Problem description> From the records, return each line that has the word "foliage" in it.

Stored data entries>
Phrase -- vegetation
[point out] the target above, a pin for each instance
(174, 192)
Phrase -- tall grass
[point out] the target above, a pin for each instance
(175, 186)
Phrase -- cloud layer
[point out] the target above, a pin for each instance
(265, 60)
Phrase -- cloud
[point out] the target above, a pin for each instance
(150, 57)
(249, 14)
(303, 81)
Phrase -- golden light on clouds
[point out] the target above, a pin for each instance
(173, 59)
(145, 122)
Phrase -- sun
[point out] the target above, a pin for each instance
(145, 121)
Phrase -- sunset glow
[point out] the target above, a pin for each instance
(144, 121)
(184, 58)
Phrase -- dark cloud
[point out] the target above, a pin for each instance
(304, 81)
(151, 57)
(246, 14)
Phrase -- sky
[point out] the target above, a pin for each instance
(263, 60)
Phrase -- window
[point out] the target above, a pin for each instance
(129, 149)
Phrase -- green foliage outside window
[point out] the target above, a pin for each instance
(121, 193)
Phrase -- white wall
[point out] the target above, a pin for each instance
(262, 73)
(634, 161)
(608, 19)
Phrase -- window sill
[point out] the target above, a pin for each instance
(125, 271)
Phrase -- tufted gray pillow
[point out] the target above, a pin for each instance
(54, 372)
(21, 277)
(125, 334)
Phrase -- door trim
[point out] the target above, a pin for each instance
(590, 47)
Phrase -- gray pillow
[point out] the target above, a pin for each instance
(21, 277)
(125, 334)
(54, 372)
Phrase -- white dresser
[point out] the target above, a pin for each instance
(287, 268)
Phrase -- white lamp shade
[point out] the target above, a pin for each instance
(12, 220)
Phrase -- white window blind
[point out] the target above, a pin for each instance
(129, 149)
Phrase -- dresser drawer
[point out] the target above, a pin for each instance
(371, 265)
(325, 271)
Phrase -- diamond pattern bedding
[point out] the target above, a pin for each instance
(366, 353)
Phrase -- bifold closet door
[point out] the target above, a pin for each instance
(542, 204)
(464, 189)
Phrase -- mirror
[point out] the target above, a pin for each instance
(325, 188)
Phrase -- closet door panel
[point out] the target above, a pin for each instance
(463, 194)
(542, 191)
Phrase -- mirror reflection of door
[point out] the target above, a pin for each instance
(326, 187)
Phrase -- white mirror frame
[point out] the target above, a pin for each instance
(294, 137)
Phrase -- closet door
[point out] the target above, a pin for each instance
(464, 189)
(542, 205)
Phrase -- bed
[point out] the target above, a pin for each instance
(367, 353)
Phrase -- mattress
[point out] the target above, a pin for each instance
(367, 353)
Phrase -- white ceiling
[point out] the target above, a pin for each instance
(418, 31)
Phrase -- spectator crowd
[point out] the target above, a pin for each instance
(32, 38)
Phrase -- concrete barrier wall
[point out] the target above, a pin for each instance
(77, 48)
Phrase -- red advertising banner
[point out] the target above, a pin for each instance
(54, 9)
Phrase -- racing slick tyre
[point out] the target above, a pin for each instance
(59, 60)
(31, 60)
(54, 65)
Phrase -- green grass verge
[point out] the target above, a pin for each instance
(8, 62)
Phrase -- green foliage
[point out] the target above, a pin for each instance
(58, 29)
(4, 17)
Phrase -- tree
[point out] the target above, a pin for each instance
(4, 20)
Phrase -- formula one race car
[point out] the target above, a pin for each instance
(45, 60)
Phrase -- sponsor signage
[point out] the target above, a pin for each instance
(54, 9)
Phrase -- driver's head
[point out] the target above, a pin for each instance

Task output>
Phrase -- green foliage outside window
Phrase -- green foliage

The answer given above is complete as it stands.